■ Data to process:
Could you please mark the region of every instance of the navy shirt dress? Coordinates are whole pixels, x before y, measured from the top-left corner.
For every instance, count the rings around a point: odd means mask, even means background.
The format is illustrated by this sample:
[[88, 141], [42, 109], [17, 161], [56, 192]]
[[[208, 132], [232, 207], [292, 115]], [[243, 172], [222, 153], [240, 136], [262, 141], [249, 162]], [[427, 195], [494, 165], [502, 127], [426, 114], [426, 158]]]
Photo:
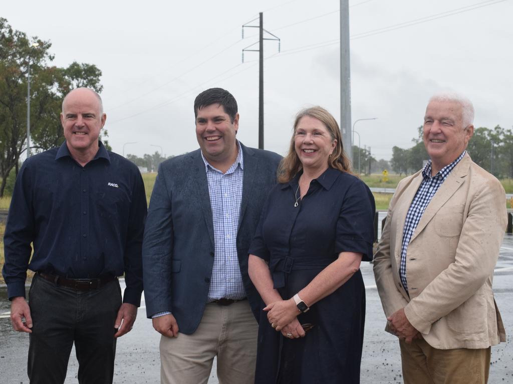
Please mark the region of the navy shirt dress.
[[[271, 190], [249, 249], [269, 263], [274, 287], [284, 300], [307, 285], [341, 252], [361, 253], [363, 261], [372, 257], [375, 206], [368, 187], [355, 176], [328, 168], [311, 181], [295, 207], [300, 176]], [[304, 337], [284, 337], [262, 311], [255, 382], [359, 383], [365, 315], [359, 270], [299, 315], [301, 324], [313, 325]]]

■ Written instruction: Please convert the records above into a JSON list of strings, one string per line, skipping blank lines and leaving out the pictures.

■ Expected answer:
[
  "Could you please mark the region of every instance of the navy shirt dress? Coordinates are whole pixels, x before y, measured from the top-left corner.",
  "For every instance, count the rings around a point: odd means mask, even means background.",
  "The format is illustrated by this sample:",
  "[[88, 141], [42, 109], [17, 161], [56, 192]]",
  "[[[208, 132], [232, 207], [292, 115]], [[243, 172], [222, 153], [240, 136], [262, 141], [249, 162]], [[427, 195], [494, 165], [502, 127], [426, 114], [426, 158]]]",
  "Photo:",
  "Please mark the region of the navy shirt dress.",
  "[[[271, 190], [249, 249], [269, 263], [274, 287], [284, 300], [307, 285], [341, 252], [361, 253], [363, 261], [372, 257], [375, 206], [368, 187], [355, 176], [328, 168], [311, 181], [295, 207], [300, 176]], [[304, 337], [284, 337], [262, 311], [255, 382], [359, 383], [365, 315], [359, 270], [299, 315], [301, 324], [313, 325]]]"
]